Region labeling records:
########
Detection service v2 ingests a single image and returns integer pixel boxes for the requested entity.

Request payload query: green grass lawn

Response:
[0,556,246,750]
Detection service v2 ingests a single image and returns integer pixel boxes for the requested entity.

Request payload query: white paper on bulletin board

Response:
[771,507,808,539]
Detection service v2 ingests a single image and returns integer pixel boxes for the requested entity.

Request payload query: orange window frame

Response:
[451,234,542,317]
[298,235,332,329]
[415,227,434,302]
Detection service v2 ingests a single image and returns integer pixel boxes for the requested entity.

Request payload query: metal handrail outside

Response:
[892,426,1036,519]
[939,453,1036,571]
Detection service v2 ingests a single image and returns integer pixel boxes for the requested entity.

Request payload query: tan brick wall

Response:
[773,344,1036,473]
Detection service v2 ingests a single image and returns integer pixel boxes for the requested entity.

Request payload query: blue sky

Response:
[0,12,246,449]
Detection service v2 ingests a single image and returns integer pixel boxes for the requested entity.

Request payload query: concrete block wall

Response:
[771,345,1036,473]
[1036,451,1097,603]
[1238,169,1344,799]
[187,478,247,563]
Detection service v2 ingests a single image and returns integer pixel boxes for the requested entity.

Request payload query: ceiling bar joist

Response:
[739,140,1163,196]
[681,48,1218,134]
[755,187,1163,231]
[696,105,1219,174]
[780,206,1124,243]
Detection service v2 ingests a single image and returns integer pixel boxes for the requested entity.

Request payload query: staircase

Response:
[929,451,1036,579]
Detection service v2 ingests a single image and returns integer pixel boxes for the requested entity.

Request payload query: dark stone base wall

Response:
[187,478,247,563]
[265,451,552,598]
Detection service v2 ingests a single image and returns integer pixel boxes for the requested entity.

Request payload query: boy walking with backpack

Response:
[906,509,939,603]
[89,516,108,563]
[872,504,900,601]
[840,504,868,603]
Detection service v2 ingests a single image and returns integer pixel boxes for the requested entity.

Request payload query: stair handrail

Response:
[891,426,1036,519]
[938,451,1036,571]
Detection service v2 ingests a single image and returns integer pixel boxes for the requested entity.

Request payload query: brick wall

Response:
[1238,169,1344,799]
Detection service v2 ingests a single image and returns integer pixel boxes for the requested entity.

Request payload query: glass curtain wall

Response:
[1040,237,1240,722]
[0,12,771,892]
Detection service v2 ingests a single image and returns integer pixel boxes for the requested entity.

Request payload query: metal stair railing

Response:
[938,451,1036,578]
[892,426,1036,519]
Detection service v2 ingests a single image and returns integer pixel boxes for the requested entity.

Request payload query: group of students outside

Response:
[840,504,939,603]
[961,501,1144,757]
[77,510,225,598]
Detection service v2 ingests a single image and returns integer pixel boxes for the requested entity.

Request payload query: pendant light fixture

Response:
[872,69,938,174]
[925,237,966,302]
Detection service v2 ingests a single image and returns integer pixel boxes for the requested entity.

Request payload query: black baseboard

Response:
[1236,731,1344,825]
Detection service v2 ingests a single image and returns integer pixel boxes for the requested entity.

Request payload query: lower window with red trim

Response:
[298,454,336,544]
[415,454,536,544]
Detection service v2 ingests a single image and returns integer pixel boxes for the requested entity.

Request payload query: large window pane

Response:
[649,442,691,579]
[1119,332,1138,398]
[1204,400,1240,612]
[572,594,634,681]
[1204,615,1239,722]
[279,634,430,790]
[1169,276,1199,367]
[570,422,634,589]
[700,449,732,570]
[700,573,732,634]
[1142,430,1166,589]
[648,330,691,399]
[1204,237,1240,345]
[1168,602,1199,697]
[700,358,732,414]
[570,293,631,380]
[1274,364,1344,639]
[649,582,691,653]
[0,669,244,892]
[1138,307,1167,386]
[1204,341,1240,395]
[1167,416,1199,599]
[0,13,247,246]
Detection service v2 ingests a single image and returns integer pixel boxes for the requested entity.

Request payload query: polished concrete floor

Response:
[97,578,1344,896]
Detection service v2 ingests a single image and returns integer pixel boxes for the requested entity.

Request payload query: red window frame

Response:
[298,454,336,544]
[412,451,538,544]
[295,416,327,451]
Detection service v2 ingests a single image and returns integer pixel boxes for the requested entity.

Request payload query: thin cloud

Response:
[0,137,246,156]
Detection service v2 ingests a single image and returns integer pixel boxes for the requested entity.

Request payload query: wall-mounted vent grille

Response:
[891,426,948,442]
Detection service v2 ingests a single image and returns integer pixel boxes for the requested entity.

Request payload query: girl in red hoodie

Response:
########
Directions:
Recast the part of the listing that opens with its first line and closes with the line containing "[939,453,1036,571]" as a numbered list, leaving out the blank lines.

Output below:
1. Detection service v2 ingests a single image and returns integer pixel boxes for the requested entity.
2. Request payload query: green grass lawn
3. Response:
4. [0,556,246,750]
5. Detection service v2 ingests a single image and returns integer pixel boxes for the requested entity.
6. Request payload query: white paper on bulletin board
7. Response:
8. [771,507,808,539]
9. Detection service v2 ingests a single image and returns integer pixel boxes for the requested entity.
10. Request payload query: orange window frame
11. Response:
12. [451,234,542,317]
13. [298,235,332,329]
14. [415,227,434,302]
15. Detection service v2 ingests a single image and returns integer pixel boxes for the requested entity.
16. Request payload query: metal handrail outside
17. Response:
18. [892,426,1036,519]
19. [939,453,1036,571]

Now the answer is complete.